● Required action
Return the full set of records, matching them character for character.

● Given data

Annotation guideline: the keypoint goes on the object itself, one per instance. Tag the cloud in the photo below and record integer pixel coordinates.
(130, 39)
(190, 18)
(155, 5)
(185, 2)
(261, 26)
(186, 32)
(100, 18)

● Answer for the task
Annotation guideline: the keypoint goes on the object itself, one per instance. Tag the cloud in the photo below and record integer pixel coordinates.
(130, 39)
(190, 18)
(155, 5)
(185, 2)
(261, 26)
(186, 32)
(100, 18)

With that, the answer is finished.